++++ Information given
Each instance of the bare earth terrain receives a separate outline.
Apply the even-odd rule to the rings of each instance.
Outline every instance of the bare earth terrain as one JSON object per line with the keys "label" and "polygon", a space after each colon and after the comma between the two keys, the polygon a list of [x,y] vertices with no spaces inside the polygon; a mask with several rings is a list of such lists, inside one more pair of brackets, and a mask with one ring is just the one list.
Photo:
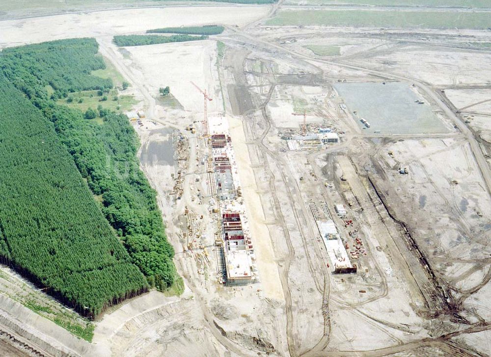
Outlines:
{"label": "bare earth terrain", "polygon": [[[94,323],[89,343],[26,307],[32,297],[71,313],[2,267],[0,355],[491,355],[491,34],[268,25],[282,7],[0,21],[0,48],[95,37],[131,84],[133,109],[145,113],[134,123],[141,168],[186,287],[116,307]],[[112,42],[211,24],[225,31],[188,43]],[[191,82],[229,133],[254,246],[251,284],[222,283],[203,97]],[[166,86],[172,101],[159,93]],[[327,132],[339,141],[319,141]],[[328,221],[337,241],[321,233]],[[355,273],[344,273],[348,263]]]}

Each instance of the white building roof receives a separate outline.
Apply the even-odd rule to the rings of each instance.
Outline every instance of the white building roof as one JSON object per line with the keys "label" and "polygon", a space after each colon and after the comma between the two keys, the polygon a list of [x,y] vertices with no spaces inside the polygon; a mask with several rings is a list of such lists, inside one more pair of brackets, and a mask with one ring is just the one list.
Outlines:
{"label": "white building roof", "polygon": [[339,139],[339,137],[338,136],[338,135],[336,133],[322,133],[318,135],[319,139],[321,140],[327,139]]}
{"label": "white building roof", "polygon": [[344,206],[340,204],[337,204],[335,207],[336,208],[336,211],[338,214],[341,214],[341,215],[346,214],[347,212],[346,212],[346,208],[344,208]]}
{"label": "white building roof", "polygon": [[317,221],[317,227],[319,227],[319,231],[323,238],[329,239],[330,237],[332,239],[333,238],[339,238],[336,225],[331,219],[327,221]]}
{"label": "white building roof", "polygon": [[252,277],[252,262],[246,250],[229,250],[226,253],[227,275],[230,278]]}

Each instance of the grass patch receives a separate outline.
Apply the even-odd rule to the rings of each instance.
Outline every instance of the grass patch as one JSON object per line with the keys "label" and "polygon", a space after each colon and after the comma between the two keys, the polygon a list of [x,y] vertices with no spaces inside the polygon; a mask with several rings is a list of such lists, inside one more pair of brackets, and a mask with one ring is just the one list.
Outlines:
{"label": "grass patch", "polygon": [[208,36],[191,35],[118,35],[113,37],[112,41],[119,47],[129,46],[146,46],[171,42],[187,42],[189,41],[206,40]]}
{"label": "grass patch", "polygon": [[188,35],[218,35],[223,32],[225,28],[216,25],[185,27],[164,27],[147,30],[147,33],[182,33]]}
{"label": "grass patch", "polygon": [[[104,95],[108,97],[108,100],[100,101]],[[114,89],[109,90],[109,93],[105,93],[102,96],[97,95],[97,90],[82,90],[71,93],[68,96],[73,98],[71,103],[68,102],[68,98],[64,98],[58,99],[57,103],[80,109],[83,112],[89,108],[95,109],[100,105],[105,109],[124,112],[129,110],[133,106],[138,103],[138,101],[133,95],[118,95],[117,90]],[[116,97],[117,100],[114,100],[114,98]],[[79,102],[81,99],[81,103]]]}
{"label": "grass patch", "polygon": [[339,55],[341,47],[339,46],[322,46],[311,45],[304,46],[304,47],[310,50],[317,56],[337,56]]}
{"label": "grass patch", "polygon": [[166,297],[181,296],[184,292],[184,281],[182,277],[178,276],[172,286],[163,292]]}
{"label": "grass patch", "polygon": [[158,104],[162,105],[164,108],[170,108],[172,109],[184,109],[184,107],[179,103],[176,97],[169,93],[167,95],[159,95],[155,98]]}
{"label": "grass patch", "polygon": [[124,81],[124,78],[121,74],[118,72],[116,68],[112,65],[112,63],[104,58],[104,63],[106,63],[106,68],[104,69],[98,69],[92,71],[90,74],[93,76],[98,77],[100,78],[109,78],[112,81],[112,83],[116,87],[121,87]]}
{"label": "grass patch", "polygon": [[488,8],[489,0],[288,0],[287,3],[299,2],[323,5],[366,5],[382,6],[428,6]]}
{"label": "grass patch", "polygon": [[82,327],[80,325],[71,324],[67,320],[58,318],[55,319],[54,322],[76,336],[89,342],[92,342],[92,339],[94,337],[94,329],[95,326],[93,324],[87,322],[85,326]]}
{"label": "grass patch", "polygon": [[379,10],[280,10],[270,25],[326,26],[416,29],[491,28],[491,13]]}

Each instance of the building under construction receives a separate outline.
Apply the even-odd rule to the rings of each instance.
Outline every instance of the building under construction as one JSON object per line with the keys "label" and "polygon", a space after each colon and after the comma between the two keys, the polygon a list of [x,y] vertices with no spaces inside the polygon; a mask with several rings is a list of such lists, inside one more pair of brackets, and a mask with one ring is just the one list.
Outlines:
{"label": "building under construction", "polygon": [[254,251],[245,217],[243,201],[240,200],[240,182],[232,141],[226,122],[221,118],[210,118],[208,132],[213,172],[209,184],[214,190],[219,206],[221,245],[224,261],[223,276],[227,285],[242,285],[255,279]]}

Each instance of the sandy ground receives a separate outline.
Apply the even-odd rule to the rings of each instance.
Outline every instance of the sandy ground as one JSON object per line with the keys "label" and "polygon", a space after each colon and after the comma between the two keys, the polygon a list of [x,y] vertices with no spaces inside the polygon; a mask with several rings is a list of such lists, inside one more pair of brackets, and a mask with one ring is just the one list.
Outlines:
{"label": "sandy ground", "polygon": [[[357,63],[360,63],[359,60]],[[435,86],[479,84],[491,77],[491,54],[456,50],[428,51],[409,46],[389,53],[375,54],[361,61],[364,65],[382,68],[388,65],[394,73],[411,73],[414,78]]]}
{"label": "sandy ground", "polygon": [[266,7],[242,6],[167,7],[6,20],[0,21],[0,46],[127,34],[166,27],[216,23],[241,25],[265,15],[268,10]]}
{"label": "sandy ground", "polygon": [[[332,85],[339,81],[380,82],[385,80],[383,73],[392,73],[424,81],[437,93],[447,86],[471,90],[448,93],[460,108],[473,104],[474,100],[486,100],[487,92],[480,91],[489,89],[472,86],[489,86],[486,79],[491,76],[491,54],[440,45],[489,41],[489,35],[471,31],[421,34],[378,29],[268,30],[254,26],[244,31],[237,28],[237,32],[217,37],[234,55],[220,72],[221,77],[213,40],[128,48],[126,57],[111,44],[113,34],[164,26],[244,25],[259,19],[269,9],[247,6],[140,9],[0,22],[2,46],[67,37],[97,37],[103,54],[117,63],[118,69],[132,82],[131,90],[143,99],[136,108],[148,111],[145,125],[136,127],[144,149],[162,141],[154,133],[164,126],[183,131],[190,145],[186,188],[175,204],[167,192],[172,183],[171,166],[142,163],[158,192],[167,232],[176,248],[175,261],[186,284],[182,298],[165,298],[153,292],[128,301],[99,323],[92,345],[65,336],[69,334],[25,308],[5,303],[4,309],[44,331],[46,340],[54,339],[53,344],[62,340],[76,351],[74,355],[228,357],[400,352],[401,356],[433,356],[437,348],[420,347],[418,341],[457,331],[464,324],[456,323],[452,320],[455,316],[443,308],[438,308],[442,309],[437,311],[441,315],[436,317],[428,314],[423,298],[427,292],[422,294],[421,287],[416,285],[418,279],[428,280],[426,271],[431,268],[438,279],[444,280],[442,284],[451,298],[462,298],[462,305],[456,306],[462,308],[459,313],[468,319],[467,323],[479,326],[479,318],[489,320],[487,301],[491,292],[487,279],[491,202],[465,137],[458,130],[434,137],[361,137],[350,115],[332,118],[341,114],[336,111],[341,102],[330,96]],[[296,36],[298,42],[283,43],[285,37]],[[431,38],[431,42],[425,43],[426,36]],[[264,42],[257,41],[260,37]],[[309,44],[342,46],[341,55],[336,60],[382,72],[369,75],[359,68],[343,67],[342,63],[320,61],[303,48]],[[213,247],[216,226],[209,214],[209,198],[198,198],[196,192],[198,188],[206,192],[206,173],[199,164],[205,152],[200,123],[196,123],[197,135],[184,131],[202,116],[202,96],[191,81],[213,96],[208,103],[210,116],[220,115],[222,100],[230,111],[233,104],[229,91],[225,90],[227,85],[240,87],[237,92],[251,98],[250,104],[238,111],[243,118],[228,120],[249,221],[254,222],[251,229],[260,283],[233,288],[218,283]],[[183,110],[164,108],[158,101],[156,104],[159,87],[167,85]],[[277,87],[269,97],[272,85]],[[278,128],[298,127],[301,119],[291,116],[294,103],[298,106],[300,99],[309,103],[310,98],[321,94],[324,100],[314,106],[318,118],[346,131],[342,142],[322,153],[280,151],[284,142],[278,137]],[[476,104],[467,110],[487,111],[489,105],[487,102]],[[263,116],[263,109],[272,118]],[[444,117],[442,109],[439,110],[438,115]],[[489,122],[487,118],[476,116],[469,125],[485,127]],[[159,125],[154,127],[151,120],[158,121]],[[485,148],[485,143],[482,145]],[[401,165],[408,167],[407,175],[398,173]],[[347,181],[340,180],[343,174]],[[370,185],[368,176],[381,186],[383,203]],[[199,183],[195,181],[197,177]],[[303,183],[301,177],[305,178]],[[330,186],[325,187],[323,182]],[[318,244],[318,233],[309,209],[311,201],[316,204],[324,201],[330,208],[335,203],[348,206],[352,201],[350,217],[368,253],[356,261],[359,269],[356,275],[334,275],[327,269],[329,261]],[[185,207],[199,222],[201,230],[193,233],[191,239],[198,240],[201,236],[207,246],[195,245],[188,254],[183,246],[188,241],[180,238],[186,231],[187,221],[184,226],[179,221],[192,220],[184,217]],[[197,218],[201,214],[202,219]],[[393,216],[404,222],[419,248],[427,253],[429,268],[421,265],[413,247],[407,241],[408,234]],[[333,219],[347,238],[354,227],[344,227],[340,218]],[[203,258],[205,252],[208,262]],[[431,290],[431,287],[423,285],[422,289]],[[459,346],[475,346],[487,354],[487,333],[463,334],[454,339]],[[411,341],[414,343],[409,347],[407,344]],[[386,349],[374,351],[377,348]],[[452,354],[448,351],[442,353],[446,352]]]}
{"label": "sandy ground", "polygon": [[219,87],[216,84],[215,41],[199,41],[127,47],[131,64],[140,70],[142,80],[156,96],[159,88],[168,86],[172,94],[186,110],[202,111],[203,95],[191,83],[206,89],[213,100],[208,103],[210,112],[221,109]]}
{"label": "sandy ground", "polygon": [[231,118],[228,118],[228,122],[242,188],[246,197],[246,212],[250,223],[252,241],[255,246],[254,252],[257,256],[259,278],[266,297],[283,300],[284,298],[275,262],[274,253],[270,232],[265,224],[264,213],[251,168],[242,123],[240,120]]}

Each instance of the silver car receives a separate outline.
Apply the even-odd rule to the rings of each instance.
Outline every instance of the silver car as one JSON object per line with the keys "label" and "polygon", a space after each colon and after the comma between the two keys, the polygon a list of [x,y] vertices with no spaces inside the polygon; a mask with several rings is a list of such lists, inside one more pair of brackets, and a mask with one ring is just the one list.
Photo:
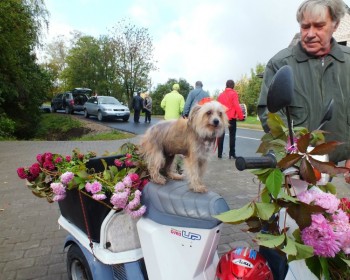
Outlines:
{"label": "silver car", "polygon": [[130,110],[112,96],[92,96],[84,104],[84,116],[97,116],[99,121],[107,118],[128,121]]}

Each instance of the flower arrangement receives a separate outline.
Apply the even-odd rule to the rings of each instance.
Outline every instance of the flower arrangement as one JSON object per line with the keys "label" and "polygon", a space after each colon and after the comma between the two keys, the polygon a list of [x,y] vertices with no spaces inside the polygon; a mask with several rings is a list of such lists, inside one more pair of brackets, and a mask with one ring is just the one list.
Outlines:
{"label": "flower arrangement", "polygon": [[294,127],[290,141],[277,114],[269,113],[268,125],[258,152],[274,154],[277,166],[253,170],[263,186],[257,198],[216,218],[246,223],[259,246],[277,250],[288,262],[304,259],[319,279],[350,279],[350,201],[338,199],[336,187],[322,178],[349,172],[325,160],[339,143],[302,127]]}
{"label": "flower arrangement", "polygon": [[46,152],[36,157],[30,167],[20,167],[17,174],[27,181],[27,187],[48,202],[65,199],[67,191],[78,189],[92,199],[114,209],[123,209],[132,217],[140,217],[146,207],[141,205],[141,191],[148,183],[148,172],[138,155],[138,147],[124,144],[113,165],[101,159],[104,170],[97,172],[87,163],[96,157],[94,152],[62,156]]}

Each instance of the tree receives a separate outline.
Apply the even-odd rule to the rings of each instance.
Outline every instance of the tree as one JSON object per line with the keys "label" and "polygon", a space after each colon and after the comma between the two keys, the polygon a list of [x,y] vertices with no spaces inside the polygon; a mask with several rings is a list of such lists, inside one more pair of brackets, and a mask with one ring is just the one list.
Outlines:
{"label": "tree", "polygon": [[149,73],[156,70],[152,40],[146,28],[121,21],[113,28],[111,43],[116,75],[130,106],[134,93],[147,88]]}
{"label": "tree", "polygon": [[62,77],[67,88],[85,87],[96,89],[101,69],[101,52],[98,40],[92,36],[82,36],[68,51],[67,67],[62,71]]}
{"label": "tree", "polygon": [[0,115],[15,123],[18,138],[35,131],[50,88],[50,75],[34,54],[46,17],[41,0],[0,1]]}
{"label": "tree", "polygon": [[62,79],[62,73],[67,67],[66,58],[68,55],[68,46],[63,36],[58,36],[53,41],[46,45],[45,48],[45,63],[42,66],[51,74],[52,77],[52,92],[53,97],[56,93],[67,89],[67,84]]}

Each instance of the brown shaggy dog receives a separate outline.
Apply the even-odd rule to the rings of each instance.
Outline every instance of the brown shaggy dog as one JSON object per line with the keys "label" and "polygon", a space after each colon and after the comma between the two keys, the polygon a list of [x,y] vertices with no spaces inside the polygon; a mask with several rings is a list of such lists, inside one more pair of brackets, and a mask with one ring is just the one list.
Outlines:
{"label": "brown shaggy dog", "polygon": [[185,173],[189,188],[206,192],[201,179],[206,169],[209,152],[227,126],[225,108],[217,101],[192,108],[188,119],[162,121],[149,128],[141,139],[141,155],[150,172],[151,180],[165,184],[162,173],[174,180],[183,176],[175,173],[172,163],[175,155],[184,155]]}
++++++++
#### Task details:
Reproduce, unchanged, the stretch of the entries above from the line containing "Each instance of the brown" through the end of the entries.

#### Exercise solution:
Each instance of the brown shaggy dog receives a separate outline.
Apply the even-odd rule to the rings of each instance.
Outline every instance of the brown shaggy dog as one JSON object per line with the keys "label" and "polygon", a space after each colon and after the comma between the two keys, the polygon a list of [x,y] vertices with no spaces inside the polygon; a mask with several rings is a list of such lists, inside one more pair of brackets, and a mask with one ring is just the one list.
Outlines:
{"label": "brown shaggy dog", "polygon": [[185,173],[189,188],[206,192],[201,179],[206,169],[209,152],[227,126],[225,108],[217,101],[192,108],[188,119],[162,121],[149,128],[141,139],[141,155],[150,172],[151,180],[165,184],[162,173],[174,180],[183,176],[175,173],[172,163],[175,155],[184,155]]}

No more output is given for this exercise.